----- Lesetext

Da paßt unser Sonntagsausflug ins 13 km entfernte Lindow irgendwie hinein, weil Lindow vor allem wegen seines ehemaligen Klosters bekannt ist.  Kloster und Stille gehören irgendwie zusammen.  Und wenn man, wie wir, die Klosterruinen betrachtet, kann man sich schnell in frühere Zeiten hineinversetzen.

Aber nicht nur Stille herrscht dort. Wenige Meter weiter öffnet sich der Blick auf den Wutzsee, der Blick auf die Natur. Zwar sorgen im Moment nur einige Wasservögel für Leben, aber allein der hörbare  Wellenschlag sorgt für eine angenehme „Musik“.

Nicht nur diese „Musik“ treffen wir auf unserem Spaziergang auf dem Uferweg an, sondern auch gegenständliche Kunst.  Mit viel Phantasie  hat man  aus Holz und Metall einige Figuren hingezaubert.

----------
----- Erfasste Daten

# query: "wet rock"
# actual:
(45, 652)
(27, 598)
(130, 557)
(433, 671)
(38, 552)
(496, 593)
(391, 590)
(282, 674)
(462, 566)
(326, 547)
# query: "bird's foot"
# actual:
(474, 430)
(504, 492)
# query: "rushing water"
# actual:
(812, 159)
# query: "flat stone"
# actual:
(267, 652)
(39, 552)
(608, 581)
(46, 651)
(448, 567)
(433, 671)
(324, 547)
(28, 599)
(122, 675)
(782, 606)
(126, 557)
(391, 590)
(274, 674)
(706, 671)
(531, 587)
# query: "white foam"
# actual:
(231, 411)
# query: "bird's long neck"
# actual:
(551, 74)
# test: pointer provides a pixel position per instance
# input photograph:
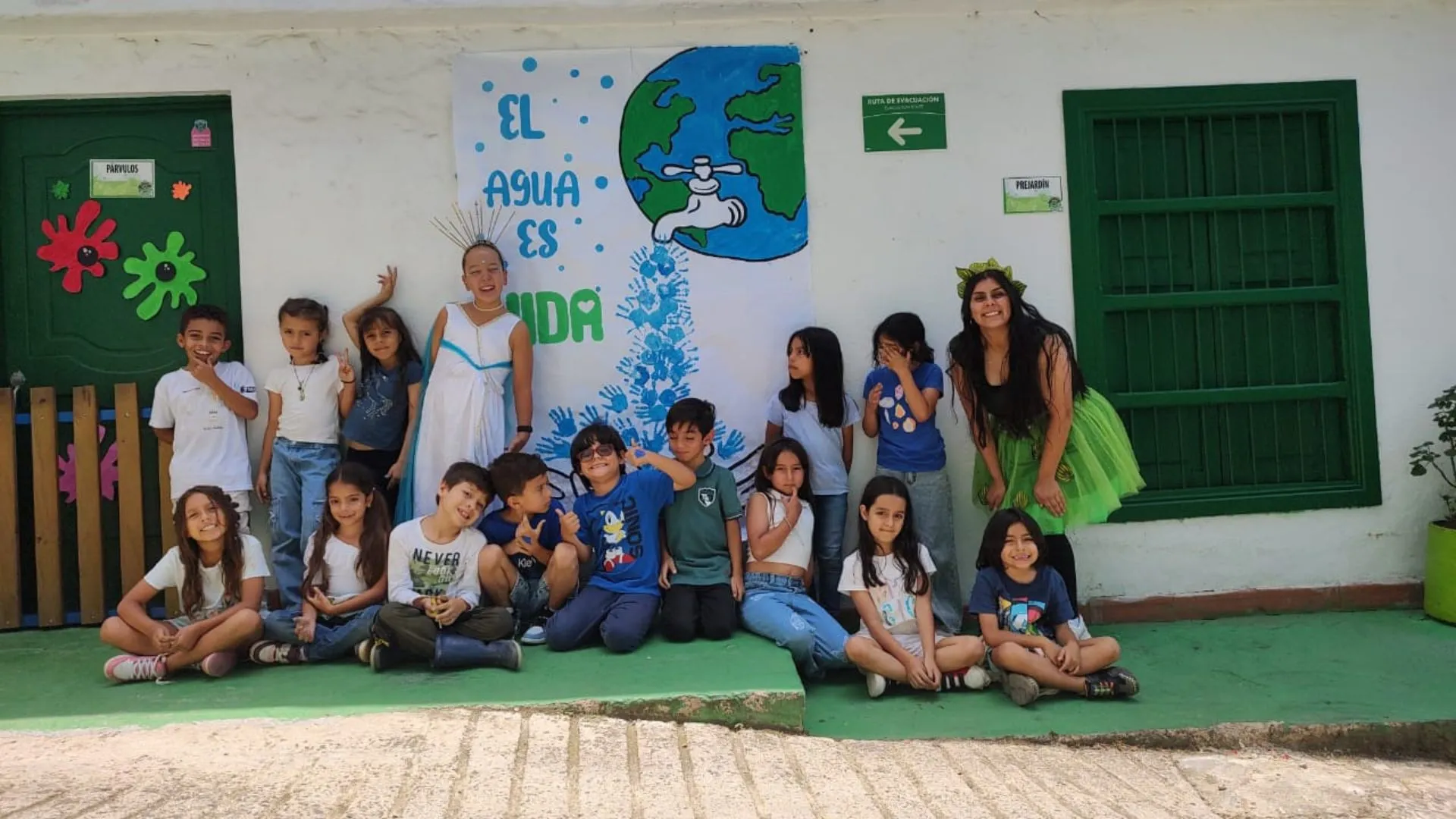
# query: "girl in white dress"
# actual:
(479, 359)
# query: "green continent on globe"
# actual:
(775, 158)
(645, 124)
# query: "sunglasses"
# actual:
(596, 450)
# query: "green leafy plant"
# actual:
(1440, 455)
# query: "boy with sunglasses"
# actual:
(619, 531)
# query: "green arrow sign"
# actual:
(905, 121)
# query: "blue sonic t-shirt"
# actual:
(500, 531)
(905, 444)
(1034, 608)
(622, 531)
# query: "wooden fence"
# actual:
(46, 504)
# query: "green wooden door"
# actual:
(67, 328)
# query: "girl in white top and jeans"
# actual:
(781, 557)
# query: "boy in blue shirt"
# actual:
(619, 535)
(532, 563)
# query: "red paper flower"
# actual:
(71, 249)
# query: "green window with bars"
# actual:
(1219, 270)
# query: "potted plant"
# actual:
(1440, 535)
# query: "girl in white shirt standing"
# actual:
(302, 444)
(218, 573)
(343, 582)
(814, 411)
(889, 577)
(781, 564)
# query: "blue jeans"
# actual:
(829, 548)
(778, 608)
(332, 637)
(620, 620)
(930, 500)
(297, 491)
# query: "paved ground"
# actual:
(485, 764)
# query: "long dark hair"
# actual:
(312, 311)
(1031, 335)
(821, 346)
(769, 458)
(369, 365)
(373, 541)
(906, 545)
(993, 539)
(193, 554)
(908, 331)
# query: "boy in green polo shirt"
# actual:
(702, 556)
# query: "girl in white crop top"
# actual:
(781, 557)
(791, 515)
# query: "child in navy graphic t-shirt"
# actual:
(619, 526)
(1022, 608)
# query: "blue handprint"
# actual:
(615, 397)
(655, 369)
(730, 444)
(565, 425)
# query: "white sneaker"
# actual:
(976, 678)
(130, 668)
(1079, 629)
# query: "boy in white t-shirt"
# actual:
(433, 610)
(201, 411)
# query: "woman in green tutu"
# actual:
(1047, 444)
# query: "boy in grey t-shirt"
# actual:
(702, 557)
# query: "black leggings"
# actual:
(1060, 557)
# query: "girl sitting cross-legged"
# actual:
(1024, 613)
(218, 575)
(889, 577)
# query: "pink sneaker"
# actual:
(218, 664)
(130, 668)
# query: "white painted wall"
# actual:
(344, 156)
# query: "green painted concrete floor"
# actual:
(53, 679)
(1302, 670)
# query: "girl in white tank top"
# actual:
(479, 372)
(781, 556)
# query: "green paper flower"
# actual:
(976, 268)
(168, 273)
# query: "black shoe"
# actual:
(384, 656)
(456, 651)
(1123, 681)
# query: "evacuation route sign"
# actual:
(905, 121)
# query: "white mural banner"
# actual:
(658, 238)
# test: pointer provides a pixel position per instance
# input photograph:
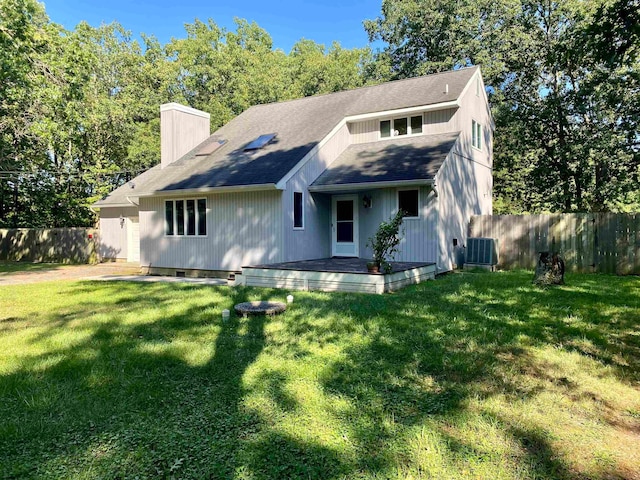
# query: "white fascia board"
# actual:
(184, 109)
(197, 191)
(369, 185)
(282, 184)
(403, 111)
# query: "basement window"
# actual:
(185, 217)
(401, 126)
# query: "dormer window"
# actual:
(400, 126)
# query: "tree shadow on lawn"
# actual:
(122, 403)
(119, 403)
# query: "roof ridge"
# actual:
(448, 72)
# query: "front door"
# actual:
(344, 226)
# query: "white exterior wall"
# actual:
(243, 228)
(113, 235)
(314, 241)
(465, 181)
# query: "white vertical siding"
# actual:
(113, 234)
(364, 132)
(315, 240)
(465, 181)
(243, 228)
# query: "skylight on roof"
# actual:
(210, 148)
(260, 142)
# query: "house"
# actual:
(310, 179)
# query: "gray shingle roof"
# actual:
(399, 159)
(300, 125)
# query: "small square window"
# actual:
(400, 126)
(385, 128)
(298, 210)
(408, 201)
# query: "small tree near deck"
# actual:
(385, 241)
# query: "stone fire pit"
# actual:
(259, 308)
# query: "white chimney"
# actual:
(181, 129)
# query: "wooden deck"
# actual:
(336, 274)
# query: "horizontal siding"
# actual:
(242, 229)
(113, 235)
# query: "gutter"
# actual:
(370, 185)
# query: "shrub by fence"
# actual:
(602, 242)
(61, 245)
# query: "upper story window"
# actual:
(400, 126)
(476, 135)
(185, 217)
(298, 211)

----------

• **Aufgaben**:
(a) Fasse den Absatz des Lesetextes, der mit „Aber nicht nur Stille herrscht dort“ beginnt, kürzer zusammen und behalte dabei seine wesentlichen Angaben bei.
(b) Wähle aus den Datensätzen jede Zeile aus, in der die Zeichenfolge „wall“ vorkommt, und gib diese Zeilen wieder.
Der Lesetext und die Datensätze sind voneinander unabhängiges Material.

• **Lösungen**:
(a) Neben der Stille öffnet sich wenige Meter weiter der Blick auf den Wutzsee und die Natur. Derzeit bringen nur einige Wasservögel Leben hinein, doch schon der hörbare Wellenschlag wirkt wie angenehme „Musik“.

(b)
# query: "white painted wall"
# query: "white exterior wall"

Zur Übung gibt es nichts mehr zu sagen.